Collected data entries:
--------------------

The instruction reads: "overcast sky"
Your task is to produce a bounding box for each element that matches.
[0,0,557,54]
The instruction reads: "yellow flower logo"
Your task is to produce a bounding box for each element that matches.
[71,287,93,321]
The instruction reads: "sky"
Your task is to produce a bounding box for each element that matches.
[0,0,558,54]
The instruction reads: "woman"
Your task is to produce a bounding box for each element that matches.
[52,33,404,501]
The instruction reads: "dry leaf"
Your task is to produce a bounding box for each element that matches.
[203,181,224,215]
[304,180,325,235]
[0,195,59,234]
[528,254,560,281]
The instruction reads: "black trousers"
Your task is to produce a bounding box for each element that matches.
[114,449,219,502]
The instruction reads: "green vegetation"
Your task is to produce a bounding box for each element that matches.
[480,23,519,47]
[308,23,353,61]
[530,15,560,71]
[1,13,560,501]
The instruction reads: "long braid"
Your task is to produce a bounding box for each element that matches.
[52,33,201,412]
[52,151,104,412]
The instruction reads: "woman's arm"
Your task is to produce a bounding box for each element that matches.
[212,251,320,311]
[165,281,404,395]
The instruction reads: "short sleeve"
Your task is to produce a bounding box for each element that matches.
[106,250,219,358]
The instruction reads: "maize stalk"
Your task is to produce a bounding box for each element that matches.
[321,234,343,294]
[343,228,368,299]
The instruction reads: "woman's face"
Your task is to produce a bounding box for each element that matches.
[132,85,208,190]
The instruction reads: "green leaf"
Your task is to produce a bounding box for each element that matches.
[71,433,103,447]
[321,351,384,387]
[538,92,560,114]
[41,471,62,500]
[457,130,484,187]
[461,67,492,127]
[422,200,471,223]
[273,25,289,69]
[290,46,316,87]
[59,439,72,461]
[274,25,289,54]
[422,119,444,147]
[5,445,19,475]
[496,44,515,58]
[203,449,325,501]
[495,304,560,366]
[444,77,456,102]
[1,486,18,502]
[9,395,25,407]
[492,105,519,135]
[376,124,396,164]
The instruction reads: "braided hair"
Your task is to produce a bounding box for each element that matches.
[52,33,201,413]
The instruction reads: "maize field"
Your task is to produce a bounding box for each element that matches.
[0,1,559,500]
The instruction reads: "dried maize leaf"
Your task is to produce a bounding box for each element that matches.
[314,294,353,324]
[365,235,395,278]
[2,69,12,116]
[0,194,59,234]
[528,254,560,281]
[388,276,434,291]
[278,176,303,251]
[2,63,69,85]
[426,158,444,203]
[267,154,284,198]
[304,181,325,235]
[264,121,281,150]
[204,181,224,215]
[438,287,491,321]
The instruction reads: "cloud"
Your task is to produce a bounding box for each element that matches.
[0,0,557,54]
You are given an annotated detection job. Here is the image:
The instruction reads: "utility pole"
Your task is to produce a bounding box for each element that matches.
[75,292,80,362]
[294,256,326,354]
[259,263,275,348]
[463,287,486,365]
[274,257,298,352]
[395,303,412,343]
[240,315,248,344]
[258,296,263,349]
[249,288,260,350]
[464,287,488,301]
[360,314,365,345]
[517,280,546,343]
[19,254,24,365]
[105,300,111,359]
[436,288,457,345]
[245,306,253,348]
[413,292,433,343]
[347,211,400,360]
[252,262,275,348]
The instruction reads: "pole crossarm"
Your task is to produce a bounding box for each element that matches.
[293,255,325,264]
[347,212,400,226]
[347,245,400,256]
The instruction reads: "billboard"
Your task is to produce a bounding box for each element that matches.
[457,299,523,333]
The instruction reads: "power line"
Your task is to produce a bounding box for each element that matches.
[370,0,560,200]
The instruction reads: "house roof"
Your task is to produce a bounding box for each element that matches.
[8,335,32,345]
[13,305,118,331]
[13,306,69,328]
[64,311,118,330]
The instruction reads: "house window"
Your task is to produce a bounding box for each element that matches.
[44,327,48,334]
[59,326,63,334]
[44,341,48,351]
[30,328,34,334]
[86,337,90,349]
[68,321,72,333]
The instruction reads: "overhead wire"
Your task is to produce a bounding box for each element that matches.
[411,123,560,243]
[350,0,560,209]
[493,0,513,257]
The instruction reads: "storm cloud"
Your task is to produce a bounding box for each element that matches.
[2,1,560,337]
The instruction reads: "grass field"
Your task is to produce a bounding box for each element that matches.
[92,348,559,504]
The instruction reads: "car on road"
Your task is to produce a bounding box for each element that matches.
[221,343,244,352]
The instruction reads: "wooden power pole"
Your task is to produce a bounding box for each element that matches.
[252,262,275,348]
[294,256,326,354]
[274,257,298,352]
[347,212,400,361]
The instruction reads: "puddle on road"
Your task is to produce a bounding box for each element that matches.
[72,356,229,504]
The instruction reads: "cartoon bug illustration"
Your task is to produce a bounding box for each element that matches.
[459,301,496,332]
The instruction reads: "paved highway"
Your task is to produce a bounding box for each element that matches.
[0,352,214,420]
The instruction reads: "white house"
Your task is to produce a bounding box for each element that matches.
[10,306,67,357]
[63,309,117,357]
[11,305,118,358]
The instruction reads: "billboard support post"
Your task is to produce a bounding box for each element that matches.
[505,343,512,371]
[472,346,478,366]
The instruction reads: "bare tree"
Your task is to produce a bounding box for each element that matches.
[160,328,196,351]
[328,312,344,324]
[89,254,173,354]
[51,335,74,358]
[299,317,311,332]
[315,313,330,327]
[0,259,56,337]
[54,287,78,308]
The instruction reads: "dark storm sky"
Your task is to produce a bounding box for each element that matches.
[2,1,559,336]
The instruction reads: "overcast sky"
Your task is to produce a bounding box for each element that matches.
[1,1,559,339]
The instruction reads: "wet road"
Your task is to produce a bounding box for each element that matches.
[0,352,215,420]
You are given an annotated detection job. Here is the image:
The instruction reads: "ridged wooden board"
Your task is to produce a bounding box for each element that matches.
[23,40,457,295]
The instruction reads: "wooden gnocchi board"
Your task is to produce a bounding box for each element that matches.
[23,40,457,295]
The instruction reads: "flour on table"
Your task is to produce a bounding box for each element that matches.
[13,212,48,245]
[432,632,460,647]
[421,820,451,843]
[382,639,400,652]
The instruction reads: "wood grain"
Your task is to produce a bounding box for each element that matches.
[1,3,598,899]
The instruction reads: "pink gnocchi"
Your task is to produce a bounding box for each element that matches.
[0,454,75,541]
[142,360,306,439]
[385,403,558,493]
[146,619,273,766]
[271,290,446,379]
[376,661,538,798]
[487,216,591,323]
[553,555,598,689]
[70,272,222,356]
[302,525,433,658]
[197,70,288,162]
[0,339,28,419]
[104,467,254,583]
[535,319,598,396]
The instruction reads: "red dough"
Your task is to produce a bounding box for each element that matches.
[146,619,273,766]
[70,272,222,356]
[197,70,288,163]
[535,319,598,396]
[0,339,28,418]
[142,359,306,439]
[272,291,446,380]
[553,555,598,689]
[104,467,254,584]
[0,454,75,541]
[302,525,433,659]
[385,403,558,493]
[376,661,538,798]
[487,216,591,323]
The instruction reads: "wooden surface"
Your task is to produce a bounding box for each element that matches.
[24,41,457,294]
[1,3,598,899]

--------------------

▶ What you are asked to do
Every record above is to be transcribed exactly as written.

▶ Expected answer
The instruction reads: "overcast sky"
Your task is to produce a bounding box for each element that matches.
[0,0,557,54]
The instruction reads: "yellow flower logo"
Your task is to produce a bounding box for each element that matches.
[71,287,93,321]
The instruction reads: "sky"
Your task is to produce a bounding box for each element that matches.
[0,0,558,54]
The instruction reads: "woman"
Your task is to produce a bounding box for each element that matches.
[52,33,404,501]
The instruction reads: "dry leaf"
Your task is to produce a bounding box for each element that matches.
[203,181,224,215]
[304,180,325,235]
[0,195,59,234]
[528,254,560,281]
The instruction reads: "black trousers"
Your task is to produce a bounding box for each element that matches.
[114,449,219,502]
The instruction reads: "green vegetation"
Your task is to produce a bounding box for each element that matches.
[480,23,519,47]
[308,23,353,61]
[530,15,560,71]
[1,13,560,501]
The instruction reads: "long braid"
Your task is to produce a bounding box for each element that matches.
[52,33,201,412]
[52,151,104,412]
The instruction reads: "woman's arm"
Your task is to produce a bounding box for each element that matches.
[212,251,320,311]
[165,281,404,395]
The instruction reads: "short sleeve"
Your task is to produce a bounding box for each element that matches.
[106,250,219,358]
The instruction reads: "maize stalk"
Your task is to produce a bounding box for each element that matches.
[321,234,343,294]
[343,228,368,299]
The instruction reads: "woman's face"
Your task is to produce a bounding box for each element that matches.
[132,85,208,190]
The instruction reads: "green leaf"
Your task is to produce a bounding box for each element that matches.
[71,433,103,447]
[321,351,384,387]
[538,92,560,114]
[41,471,62,500]
[457,130,484,187]
[461,67,492,127]
[422,200,471,223]
[273,25,289,69]
[290,46,316,87]
[59,439,72,461]
[274,25,289,54]
[422,119,444,147]
[5,445,19,475]
[496,44,515,58]
[203,449,325,501]
[495,304,560,366]
[444,77,456,102]
[1,486,18,502]
[9,395,25,407]
[492,105,519,135]
[376,124,396,164]
The instruction reads: "braided hair"
Your task is to produce a bounding box for each element that matches.
[52,33,201,413]
The instruction reads: "maize field"
Your task is to produce a bounding box for each element that matches.
[0,1,559,500]
The instruction reads: "dried maize leaf"
Your task is to produce a bounding box for each element that matches.
[314,294,353,324]
[365,235,395,278]
[2,69,12,116]
[0,194,59,234]
[528,254,560,281]
[388,276,434,291]
[278,176,303,251]
[2,63,69,85]
[426,158,444,203]
[267,154,284,198]
[304,181,325,235]
[264,121,281,150]
[204,181,224,215]
[438,287,491,321]
The instruction reads: "cloud"
Your task is to produce a bounding box for each element that matches.
[0,0,557,54]
You are given an annotated detection job. Here is the image:
The instruction reads: "utility pole"
Your task is to produce a bounding box for each element that matches.
[75,292,80,362]
[294,256,326,354]
[259,263,275,348]
[463,287,486,365]
[274,257,298,352]
[395,303,412,343]
[240,315,248,344]
[258,296,263,349]
[249,288,260,350]
[464,287,488,301]
[360,314,365,345]
[517,280,546,343]
[19,254,24,365]
[105,300,111,359]
[436,288,457,345]
[245,306,253,348]
[413,292,433,343]
[347,211,400,360]
[252,262,275,348]
The instruction reads: "pole crossarm"
Your task is to produce a bounding box for each element that matches.
[293,255,325,264]
[347,212,400,226]
[347,245,400,256]
The instruction reads: "billboard"
Your task is to produce a bounding box for each element that matches.
[457,299,523,333]
The instruction reads: "power line"
Your task is to produce a bounding box for each element that matches.
[370,0,560,200]
The instruction reads: "house roof"
Your task is to produce a bounding box for each element that matches.
[8,335,32,345]
[13,305,118,331]
[13,306,69,328]
[64,311,118,330]
The instruction reads: "house window"
Your task is to produce a bounding box for each element that matches.
[44,327,48,334]
[59,326,63,334]
[44,341,48,351]
[30,328,34,334]
[86,337,90,349]
[68,321,72,333]
The instruction reads: "overhead wire"
Your task is to produce a bounding box for each element that matches.
[411,123,560,243]
[350,0,560,209]
[493,0,513,257]
The instruction reads: "storm cloud"
Your task is to produce a bounding box for each element that matches.
[2,1,560,337]
The instruction reads: "grass field"
Your task is to produce a bounding box for each element that matches.
[92,348,559,504]
The instruction reads: "car on road"
Your task is to produce a bounding box for each element that matches.
[221,343,244,352]
The instruction reads: "wooden power pole"
Your task is to produce a bounding box for each element that matches.
[252,262,275,348]
[294,256,326,354]
[274,257,298,352]
[347,212,400,361]
The instruction reads: "puddle on road"
Your task is to produce a bounding box for each element that matches.
[72,356,229,504]
The instruction reads: "cartoon bug illustration"
Your task is to produce a bounding box for each element that matches.
[459,301,496,332]
The instruction reads: "paved highway"
Your task is to produce a bounding box for each element that matches.
[0,352,214,420]
The instruction reads: "white house"
Your task is to produce a bounding box for each element that matches.
[10,306,67,357]
[63,309,117,357]
[11,305,118,358]
The instruction reads: "billboard support post"
Your task is to produce a bounding box for each element that matches.
[505,343,512,371]
[472,346,478,366]
The instruction reads: "bare tree"
Your task is to produce a bounding box for each element that matches.
[160,328,196,351]
[328,312,344,324]
[89,254,173,354]
[51,335,74,358]
[299,317,311,332]
[315,313,330,327]
[0,259,56,337]
[54,287,78,308]
The instruction reads: "dark storm sky"
Your task is to produce a bounding box for each element that matches.
[2,1,559,336]
The instruction reads: "overcast sky"
Your task is to produce a bounding box for each element that matches.
[1,1,559,339]
The instruction reads: "wet road"
Your task is to produce a bounding box for each element that matches.
[0,352,215,420]
You are given an annotated detection job. Here is the image:
The instruction reads: "ridged wooden board"
Your task is to produce a bounding box for each element that matches.
[23,40,457,295]
The instruction reads: "wooden gnocchi board"
Your task is to produce a bounding box for each element that matches.
[23,40,457,295]
The instruction reads: "flour on table"
Your task is to produce a bounding box for each element that matches.
[13,212,48,245]
[432,632,460,647]
[421,820,451,843]
[382,639,400,652]
The instruction reads: "wood grain"
Your task is to produce a bounding box for each element that matches.
[1,3,598,899]
The instruction reads: "pink gnocchi"
Your task is to produce a bounding box for each element that matches.
[0,454,75,541]
[142,360,306,439]
[385,403,558,493]
[146,619,273,766]
[271,290,446,379]
[376,661,538,798]
[487,216,591,323]
[553,555,598,689]
[70,272,222,356]
[302,525,433,658]
[197,70,288,162]
[0,339,28,419]
[104,467,254,583]
[535,319,598,396]
The instruction reads: "red dough"
Your task is to produce a bounding box for each element that matches.
[146,619,273,766]
[70,272,222,356]
[197,70,288,163]
[535,319,598,396]
[0,339,28,418]
[142,359,306,439]
[272,291,446,380]
[553,555,598,689]
[104,467,254,584]
[0,454,75,541]
[302,525,433,659]
[385,403,558,493]
[376,661,538,798]
[487,216,591,323]
The instruction reads: "wooden surface"
Your task is to produce a bounding box for each element that matches.
[24,41,457,294]
[1,3,598,899]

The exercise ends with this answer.